### Given records

□ □ □ □

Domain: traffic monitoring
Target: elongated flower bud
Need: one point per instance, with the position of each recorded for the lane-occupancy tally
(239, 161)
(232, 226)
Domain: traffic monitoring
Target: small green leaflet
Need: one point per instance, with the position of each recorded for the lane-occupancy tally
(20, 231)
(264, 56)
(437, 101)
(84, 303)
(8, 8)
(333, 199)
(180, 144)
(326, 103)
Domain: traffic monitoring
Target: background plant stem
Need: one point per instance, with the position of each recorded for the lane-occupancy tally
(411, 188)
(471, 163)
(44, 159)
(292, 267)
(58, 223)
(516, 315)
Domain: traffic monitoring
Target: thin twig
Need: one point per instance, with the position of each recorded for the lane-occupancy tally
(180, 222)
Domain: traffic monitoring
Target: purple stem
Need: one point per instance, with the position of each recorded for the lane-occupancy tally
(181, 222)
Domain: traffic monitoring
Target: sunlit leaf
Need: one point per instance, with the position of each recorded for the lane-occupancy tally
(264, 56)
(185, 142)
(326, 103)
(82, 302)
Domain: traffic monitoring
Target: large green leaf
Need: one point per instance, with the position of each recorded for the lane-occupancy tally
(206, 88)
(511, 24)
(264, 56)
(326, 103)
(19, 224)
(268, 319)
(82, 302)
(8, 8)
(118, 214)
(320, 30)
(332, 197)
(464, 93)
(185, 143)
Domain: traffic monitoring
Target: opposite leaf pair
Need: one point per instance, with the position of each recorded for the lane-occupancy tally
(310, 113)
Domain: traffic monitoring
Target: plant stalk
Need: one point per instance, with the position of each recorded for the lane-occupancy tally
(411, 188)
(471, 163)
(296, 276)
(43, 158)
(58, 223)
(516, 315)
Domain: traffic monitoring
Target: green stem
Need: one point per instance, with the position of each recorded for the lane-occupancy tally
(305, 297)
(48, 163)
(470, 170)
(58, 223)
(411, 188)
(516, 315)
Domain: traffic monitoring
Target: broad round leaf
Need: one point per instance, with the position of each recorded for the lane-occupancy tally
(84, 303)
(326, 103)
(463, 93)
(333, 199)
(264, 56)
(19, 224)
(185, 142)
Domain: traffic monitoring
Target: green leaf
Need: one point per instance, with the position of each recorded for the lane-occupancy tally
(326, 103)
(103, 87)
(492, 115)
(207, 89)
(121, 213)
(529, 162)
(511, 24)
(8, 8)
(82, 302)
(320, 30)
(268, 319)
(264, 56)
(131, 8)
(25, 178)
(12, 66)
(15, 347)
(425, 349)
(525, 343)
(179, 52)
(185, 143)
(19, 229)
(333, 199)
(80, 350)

□ □ □ □

### Requirement
Print the material verbatim, all of it.

### Written answer
Domain: traffic monitoring
Target: elongated flower bud
Need: one point per instance, with the position of each recorded for the lane-occupancy tally
(239, 161)
(232, 226)
Domain: traffic monitoring
Target: small green leaflet
Need: one point per instance, with the position of each recorded for the lane-occupancy tally
(20, 231)
(264, 56)
(437, 101)
(84, 303)
(8, 8)
(333, 199)
(180, 144)
(326, 103)
Domain: traffic monitoring
Target: background plant stem
Need: one point per instance, with the position of each recorded for the lane-occupancy tally
(411, 188)
(471, 163)
(44, 159)
(292, 267)
(58, 223)
(516, 315)
Domain: traffic monitoring
Target: thin twig
Need: one point per instance, with the position of each recorded for the lane-occupancy tally
(180, 222)
Domain: traffic monitoring
Target: purple stem
Need: one point per instance, with the position of each recorded for the lane-occupancy tally
(181, 222)
Domain: traffic monitoring
Target: sunlit leaf
Need: one point per instance, with the position of each recorded for the lane-occupancy tally
(264, 56)
(185, 142)
(326, 103)
(82, 302)
Domain: traffic monitoring
Target: large green leaf
Need: one point per instance, with the position of each recorded for the lane-occupancy tally
(206, 88)
(511, 24)
(264, 56)
(326, 103)
(19, 224)
(268, 319)
(82, 302)
(8, 8)
(118, 214)
(320, 30)
(332, 197)
(464, 93)
(185, 143)
Domain: traffic monitoring
Target: opposite leaf pair
Need: one point per instance, with the position of each recorded for the lane-occupancy tally
(310, 113)
Domain: traffic monitoring
Target: plant stalk
Need: one point per instance, with the position of each recorded for the lane-occupancy tally
(411, 188)
(471, 163)
(296, 276)
(43, 158)
(58, 223)
(516, 315)
Domain: traffic monitoring
Target: green stem
Need: one point per instance, with the position of each recorded for the lane-occupancy tally
(305, 297)
(48, 163)
(470, 170)
(58, 223)
(411, 188)
(516, 315)
Domain: traffic monitoring
Target: broad round leaf
Need: one point per instance, with the position of each recorded for the lane-occupancy tally
(84, 303)
(326, 103)
(463, 93)
(333, 199)
(264, 56)
(19, 224)
(185, 142)
Domain: traffic monitoring
Target: green leaf
Need: one point per instance, with the position of each recorded for the lane-occupancy tally
(326, 103)
(103, 87)
(492, 115)
(207, 89)
(121, 213)
(529, 162)
(511, 24)
(8, 8)
(82, 302)
(320, 30)
(268, 319)
(264, 56)
(131, 8)
(25, 178)
(12, 66)
(15, 347)
(425, 349)
(525, 343)
(179, 52)
(185, 143)
(19, 229)
(333, 199)
(80, 350)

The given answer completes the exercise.